-- start SUPPLIED RECORDS --

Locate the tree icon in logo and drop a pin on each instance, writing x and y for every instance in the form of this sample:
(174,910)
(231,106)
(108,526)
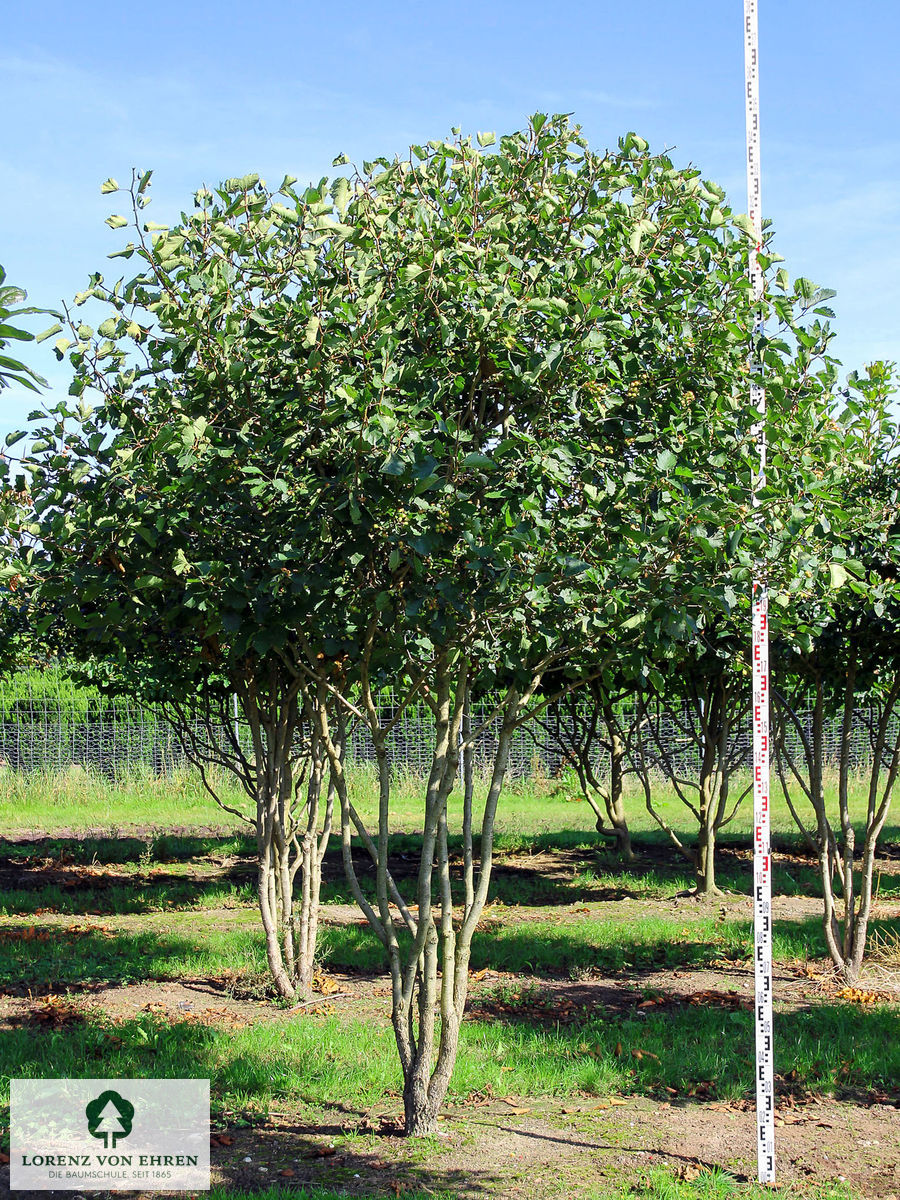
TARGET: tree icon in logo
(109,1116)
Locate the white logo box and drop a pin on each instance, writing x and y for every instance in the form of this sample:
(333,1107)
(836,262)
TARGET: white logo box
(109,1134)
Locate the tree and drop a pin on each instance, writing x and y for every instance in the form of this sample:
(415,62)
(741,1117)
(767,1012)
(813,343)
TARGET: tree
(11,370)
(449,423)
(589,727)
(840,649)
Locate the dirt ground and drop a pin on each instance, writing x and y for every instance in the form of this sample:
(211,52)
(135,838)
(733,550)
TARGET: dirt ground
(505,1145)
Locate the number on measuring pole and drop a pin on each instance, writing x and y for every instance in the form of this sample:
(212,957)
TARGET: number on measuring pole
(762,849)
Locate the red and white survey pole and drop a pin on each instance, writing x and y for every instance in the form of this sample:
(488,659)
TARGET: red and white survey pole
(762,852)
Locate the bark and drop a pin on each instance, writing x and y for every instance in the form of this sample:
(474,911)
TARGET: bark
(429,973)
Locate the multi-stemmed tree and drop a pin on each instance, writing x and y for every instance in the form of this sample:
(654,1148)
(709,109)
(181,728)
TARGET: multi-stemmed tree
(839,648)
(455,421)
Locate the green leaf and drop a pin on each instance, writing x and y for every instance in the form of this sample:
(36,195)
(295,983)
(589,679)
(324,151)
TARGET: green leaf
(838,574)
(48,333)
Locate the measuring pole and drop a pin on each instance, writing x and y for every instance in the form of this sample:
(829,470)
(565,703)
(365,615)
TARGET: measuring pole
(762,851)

-- end SUPPLIED RECORDS --

● WHAT THE TASK REQUIRES
All entries are to be retyped exactly. Omit any embedded images.

● WRITTEN ANSWER
Locate the tree icon in logo and drop a pin on each instance, writing x and y for every instance in the form of this sample:
(174,910)
(231,106)
(108,526)
TARGET: tree icon in logo
(109,1116)
Locate the white logo box and drop a pin on each instance, writing x and y for every instance in the form of this sample:
(333,1107)
(836,262)
TARGET: white logo box
(109,1134)
Locate the tree and drop a pin on each instance, writing x and y for every instance in the form of this sample:
(415,62)
(741,1117)
(767,1012)
(813,343)
TARGET: tree
(11,370)
(449,423)
(589,727)
(840,649)
Locate the dirt ground and drop a pin on each instance, writing x and y for every instance in the form of this sample:
(211,52)
(135,838)
(733,550)
TARGET: dirt ground
(505,1145)
Locate the number on measuring pole and drop a pin on each instance, writing x and y for every instance in the form of this sample:
(212,957)
TARGET: number on measuring pole
(762,849)
Locate the red and white survey pole and drop a pin on each instance, writing x and y for every instance in the form of this sample:
(488,659)
TARGET: red and white survey pole
(762,852)
Locate the bark and drop a pin on each instance, writing x and y for every instance in the form of this sample:
(474,911)
TARGET: bark
(429,973)
Locate the multi-stemmed tree and drop a pin on each instance, writing x and y for every instance in the form of this sample:
(654,1148)
(709,109)
(181,728)
TARGET: multi-stemmed tree
(839,648)
(455,421)
Locate the green leaf and drop a pin on each instance, writing x and y for every instance in the form of this sample:
(36,195)
(295,983)
(589,679)
(324,151)
TARGET: green leaf
(838,574)
(48,333)
Locate the measuring pole and drop a pin on each instance, writing x and y for every instance in the form of this sample:
(829,470)
(565,703)
(365,615)
TARGET: measuring pole
(762,851)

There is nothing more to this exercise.